▶ Goals
[a] In the excerpt on the gradient below, what does $\text{grad }f(p)$ give at $p$?
[b] Do these statements agree with the excerpt on the gradient below? Answer yes or no for each, quoting the deciding words.
(i) The point $p$ is held fixed while $v$ ranges over the unit circle in $T_p(S)$.
(ii) The writer sees an obvious path to $v=\text{grad }f/|\text{grad }f|$ by taking a derivative.
(iii) The writer's first numbered thought concerns the $\Leftarrow$ direction.
[c] Can you copy everything in the excerpt on the gradient below, from "If you let $p\in" down to "of $f$ at $p$).", without changing a character?

▶ Extracted text
If you let $p\in S$ be fixed and $v$ vary in the unit circle $|v|=1$ in $T_p(S)$, then $df_p(v)$ is maximum if and only if $v=\text{grad }f/|\text{grad }f|$ (thus, $\text{grad }f(p)$ gives the direction of maximum variation of $f$ at $p$).

Here are some of my thoughts and doubts:
1. The $\Rightarrow$ direction, how can we make use if the fact that $df_p(v)$ is maximum? Do we take the derivative of $df$? If we need to make use of $\langle \operatorname{grad}{f(p)}, v\rangle_p=df_p(v)$, does that mean we have to take the derivative of $\langle \operatorname{grad}{f(p)}, v\rangle_p$, but then I cannot see any obvious path to arrive at $v=\text{grad }f/|\text{grad }f|$ ?

▶ Entries provided
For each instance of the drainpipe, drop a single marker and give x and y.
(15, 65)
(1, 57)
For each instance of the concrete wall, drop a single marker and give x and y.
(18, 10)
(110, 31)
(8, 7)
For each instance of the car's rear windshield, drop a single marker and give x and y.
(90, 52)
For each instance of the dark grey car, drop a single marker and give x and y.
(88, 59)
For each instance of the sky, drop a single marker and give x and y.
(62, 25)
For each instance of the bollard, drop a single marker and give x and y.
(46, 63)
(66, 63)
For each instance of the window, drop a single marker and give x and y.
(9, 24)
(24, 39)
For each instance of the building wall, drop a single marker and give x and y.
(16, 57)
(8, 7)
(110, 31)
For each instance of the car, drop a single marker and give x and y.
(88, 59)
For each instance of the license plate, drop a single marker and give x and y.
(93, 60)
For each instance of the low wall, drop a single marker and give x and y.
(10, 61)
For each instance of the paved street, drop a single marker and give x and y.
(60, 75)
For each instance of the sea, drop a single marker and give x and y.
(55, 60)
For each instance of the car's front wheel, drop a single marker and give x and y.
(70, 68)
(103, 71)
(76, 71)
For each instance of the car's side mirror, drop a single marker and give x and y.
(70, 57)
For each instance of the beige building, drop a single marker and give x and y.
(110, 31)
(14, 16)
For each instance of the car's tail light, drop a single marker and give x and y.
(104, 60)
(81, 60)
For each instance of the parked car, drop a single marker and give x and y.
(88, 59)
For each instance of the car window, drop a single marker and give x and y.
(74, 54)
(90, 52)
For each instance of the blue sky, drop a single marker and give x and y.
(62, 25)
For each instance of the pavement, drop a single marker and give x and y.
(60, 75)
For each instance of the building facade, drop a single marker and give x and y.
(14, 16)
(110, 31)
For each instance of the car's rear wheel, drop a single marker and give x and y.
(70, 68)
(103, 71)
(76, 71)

▶ Solved problems
[a] It gives the direction of maximum variation of $f$ at $p$.

[b]
(i) Yes: "let $p\in S$ be fixed and $v$ vary in the unit circle $|v|=1$ in $T_p(S)$"
(ii) No: "I cannot see any obvious path to arrive at $v=\text{grad }f/|\text{grad }f|$"
(iii) No: "The $\Rightarrow$ direction"

[c]
If you let $p\in S$ be fixed and $v$ vary in the unit circle $|v|=1$ in $T_p(S)$, then $df_p(v)$ is maximum if and only if $v=\text{grad }f/|\text{grad }f|$ (thus, $\text{grad }f(p)$ gives the direction of maximum variation of $f$ at $p$).